= Written request 1 =
List each distinct section of Title 11 of the U.S. Code that the bankruptcy ruling below cites.

= Supplied text =

-- start --

It is respondent's position that Stephen's waiver of his right to a discharge is the equivalent of a denial of discharge pursuant to 11 U.S.C. section 362(c)(2)(C). Specifically, respondent argues that 11 U.S.C. section 727(a)(10) provides that the bankruptcy court must deny a discharge if it has approved a written waiver of discharge. Respondent cites In re Shenberg, 433 F. Supp. 677 (N.D. Ill. 1977), a case decided under the Bankruptcy Code in effect prior to 1978, to support his position.
While petitioner has not specifically addressed the jurisdictional issue at hand, petitioner moved for a stay of these proceedings pending the outcome of the adversary proceeding pending in the bankruptcy court. As previously noted, the bankruptcy court has decided to abstain from determining petitioner's tax liabilities for the years at issue in this case.
We raised the issue of the Court's jurisdiction in this case because the bankruptcy court did not formally lift the automatic stay prior to the time Stephen filed his petition herein. Likewise, the bankruptcy case was not closed or dismissed. Nevertheless, we agree with respondent that Stephen's waiver of his right to a discharge served as a denial of a discharge so as to terminate the automatic stay pursuant to 11 U.S.C. section 362(c)(2)(C).
Section 727(a)(10) of the Bankruptcy Code provides:
Sec. 727(a). The court shall grant the debtor a discharge, unless ≈
* * * * * * *
(10) the court approves a written waiver of discharge executed by the debtor after the order for relief under this chapter.
Thus, 11 U.S.C. section 727(a)(10) places certain restrictions on the process of waiver of discharge. In particular, the waiver must be executed in writing by the debtor after the order for relief under chapter 7. Further, the waiver must be approved by the bankruptcy court.
The order for relief in a voluntary proceeding occurs when the bankruptcy petition is filed. See 11 U.S.C. sec. 301. Thus, a waiver must be executed in writing after the case commences.
As previously discussed, Stephen expressly waived his right to a discharge in the settlement and compromise executed after his bankruptcy case had commenced. The bankruptcy court approved the terms of the settlement and compromise by granting the trustee's application to compromise. In addition, the bankruptcy court recognized the waiver of discharge in its orders dated July 23, 1990, and November 9, 1990, respectively. Under these circumstances, there has been an effective waiver of discharge. See In re Mapother, 53 Bankr. 433, 435-436 (Bankr. W.D. Ky. 1985). Stephen does not argue to the contrary.

-- end --

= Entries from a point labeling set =
-- start --

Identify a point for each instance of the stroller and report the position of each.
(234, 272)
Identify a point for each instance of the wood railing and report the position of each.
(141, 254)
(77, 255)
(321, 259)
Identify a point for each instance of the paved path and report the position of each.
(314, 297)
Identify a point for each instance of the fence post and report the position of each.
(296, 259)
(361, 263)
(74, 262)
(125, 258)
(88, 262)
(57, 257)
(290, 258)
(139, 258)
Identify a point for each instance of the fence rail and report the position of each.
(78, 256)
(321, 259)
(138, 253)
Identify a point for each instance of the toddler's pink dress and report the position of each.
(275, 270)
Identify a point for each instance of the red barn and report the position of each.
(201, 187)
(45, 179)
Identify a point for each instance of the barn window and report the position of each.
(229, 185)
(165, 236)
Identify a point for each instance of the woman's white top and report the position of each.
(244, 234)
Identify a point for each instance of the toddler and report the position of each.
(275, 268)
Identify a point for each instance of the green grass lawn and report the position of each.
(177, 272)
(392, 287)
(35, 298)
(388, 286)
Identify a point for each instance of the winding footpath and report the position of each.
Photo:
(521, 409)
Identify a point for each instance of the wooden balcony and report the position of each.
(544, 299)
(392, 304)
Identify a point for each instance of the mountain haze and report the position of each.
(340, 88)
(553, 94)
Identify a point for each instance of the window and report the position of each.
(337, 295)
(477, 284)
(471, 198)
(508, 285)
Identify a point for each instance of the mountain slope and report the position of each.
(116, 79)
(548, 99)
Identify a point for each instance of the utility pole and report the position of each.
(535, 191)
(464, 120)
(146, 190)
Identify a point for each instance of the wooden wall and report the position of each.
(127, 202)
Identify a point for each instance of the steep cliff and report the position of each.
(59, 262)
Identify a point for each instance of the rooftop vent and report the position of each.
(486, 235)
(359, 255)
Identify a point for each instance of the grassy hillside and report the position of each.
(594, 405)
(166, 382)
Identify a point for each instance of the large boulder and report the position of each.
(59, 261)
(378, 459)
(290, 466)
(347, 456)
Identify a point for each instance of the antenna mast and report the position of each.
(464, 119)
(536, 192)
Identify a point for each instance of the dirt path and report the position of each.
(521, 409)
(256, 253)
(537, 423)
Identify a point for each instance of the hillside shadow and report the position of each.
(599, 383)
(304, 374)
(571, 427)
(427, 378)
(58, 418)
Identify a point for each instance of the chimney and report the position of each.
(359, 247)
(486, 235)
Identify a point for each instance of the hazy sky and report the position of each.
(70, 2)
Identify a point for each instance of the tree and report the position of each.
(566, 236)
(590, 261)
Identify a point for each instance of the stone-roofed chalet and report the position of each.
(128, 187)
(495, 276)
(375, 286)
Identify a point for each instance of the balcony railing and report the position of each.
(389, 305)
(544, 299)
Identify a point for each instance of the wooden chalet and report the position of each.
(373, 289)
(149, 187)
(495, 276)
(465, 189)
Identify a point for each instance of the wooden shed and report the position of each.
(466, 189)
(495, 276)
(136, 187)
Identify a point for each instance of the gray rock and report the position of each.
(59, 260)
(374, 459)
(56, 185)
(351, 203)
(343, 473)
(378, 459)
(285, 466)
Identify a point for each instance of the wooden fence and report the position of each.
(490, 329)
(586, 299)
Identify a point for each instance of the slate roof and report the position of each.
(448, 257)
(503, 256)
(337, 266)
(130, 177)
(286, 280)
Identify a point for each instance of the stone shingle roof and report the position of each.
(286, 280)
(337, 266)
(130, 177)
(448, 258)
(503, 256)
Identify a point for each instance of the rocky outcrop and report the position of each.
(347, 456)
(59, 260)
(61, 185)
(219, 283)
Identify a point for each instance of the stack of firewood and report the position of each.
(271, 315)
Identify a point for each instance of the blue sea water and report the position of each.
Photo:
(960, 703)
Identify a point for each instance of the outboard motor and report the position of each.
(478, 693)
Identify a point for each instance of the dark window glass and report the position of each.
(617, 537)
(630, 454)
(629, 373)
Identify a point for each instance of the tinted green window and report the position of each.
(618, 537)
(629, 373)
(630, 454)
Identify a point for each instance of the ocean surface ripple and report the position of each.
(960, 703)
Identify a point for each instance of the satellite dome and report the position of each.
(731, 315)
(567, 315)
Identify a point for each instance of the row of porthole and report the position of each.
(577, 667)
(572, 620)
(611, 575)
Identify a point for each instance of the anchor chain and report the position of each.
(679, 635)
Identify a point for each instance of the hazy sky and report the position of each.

-- end --

= Written request 2 =
State how many lines of the entries contain the string "railing" in exactly that case, and give only the number.

= Complete answer 1 =
- 11 U.S.C. section 362(c)(2)(C)
- 11 U.S.C. section 727(a)(10)
- 11 U.S.C. sec. 301

= Complete answer 2 =
2